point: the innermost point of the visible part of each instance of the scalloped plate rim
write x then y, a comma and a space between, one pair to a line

...

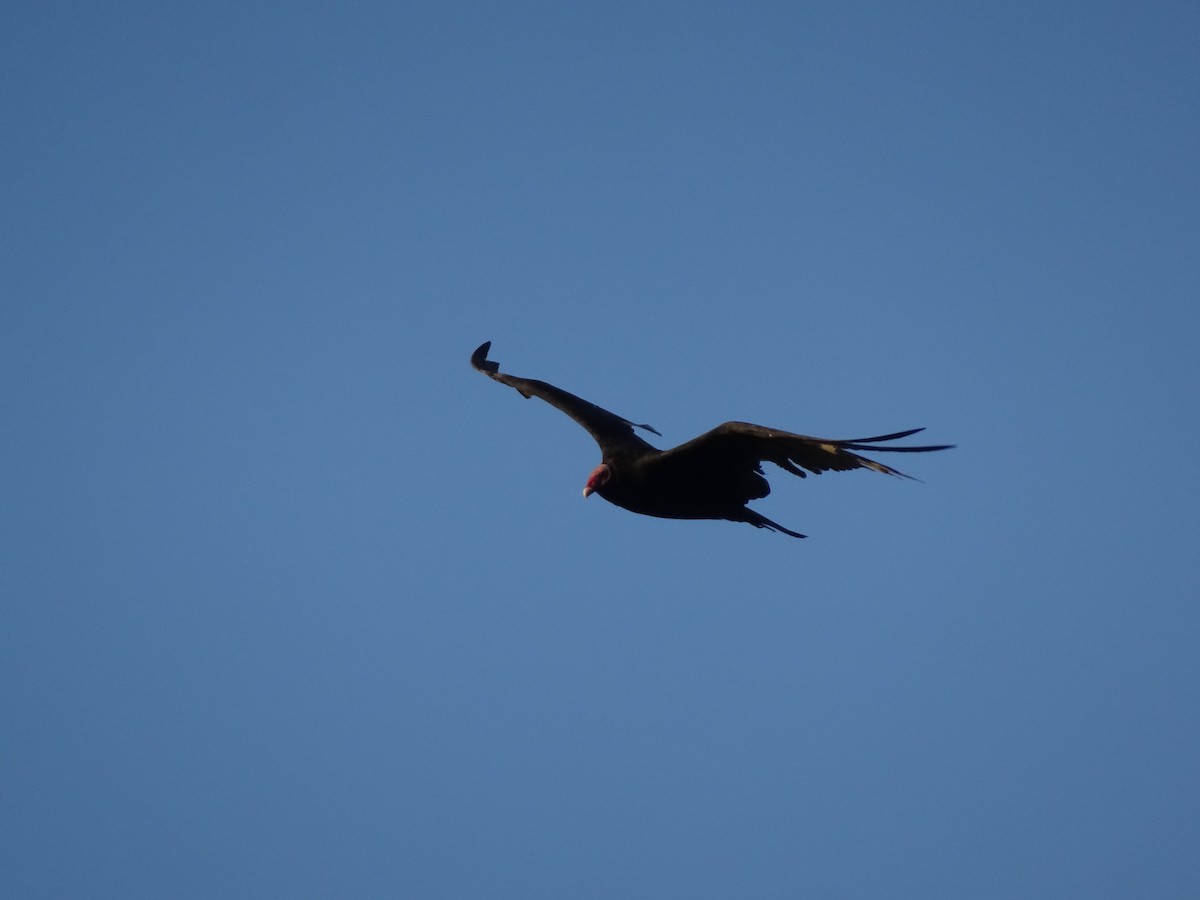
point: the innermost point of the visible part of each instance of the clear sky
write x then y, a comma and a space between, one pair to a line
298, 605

### Your objective
The word "instance" is the filter: copy every line of the listing above that contains it.

### Answer to the exercise
point: the innermost point of the visible part of each instance of the scalloped plate rim
point: the innermost point of the visible part of each instance of the clear sky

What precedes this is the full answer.